Document section:
[start]

QUESTION

# The greatest possible number of points of intersection of 8 straight lines and 4 circles is 104.TrueFalse

HINT:The number point of intersection between two lines can be counted by finding the number of ways in which two lines can be selected out of the lot as two lines can intersect at most one point.
The number point of intersection between two circles can be counted by finding the number of ways in which two circles can be selected out of the lot multiplied by 2 as two circles can intersect at most two points.

The number point of intersection between two circles can be counted by finding the number of ways in which one circle and one line can be selected out of the lot multiplied by 2 as one circle and one line can intersect at most two points.
For selecting r objects from n objects can be done by using the formula as follows
${}^{n}{{C}_{r}}=\dfrac{n!}{r!\left( n-r \right)!}$

As mentioned in the question, we have to find the total number of intersection points.
For calculating the points of intersection between two lines, we can use the formula which is mentioned in the hint as follows
\begin{align} & ={}^{8}{{C}_{2}}\times 1 \\ & =28 \\ \end{align}
For calculating the points of intersection between two circles, we can use the formula which is mentioned in the hint as follows
\begin{align} & ={}^{4}{{C}_{2}}\times 2 \\ & =12 \\ \end{align}
For calculating the points of intersection between one line and one circle, we can use the formula which is mentioned in the hint as follows
\begin{align} & ={}^{4}{{C}_{1}}\times {}^{8}{{C}_{1}}\times 2 \\ & =64 \\ \end{align}
Hence, the total number of points of intersection is
\begin{align} & =28+64+12 \\ & =104 \\ \end{align}

[end]

Segmentation labeling items:
[start]

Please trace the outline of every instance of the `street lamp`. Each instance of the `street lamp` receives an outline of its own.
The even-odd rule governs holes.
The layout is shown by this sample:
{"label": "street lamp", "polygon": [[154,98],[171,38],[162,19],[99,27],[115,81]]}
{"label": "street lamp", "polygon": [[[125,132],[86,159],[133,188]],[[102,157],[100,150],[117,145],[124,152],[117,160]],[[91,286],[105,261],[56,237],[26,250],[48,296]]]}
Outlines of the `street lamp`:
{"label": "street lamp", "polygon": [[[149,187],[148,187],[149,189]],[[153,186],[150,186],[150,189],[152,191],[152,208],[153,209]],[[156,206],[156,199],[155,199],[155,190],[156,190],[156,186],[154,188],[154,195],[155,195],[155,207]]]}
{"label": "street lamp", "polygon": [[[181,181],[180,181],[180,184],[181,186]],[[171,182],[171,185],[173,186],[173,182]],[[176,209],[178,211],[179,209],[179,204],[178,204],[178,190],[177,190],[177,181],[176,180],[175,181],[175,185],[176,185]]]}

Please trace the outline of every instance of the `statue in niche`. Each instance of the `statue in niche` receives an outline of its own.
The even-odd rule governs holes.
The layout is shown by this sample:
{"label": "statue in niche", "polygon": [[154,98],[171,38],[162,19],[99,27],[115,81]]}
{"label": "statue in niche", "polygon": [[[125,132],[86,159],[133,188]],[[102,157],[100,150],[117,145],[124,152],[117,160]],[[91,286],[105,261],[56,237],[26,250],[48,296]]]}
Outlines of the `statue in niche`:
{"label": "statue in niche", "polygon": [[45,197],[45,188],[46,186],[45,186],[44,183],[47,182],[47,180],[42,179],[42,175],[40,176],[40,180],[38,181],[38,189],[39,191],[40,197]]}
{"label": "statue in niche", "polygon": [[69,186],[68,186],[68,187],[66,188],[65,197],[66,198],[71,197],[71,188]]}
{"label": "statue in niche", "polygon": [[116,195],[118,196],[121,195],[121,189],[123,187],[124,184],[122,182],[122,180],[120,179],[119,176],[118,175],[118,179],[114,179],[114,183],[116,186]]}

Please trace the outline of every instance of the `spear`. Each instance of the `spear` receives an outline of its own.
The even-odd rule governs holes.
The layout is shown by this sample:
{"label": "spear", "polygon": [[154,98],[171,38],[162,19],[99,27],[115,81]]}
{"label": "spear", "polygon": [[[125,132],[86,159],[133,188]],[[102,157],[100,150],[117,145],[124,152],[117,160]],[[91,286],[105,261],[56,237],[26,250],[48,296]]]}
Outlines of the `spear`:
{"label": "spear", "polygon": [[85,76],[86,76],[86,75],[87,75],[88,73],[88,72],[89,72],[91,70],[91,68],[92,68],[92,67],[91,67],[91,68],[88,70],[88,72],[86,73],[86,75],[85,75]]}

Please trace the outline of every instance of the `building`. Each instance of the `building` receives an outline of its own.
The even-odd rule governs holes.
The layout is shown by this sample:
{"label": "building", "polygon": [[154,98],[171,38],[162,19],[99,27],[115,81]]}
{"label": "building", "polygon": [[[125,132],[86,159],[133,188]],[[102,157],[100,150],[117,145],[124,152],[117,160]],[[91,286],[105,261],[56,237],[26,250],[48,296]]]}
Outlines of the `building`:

[end]

Tasks to complete:
A – In the worked solution on intersection points, how many points of intersection come from pairs of circles?
B – Report every line of the records that contains the string "building".
The text and the records were taken from separate sources.

Task answers:
A – Pairs of circles give 12 points of intersection.

B –
Please trace the outline of every instance of the `building`. Each instance of the `building` receives an outline of its own.
{"label": "building", "polygon": [[154,98],[171,38],[162,19],[99,27],[115,81]]}
{"label": "building", "polygon": [[[125,132],[86,159],[133,188]],[[102,157],[100,150],[117,145],[124,152],[117,160]],[[91,286],[105,261],[56,237],[26,250],[48,296]]]}
Outlines of the `building`:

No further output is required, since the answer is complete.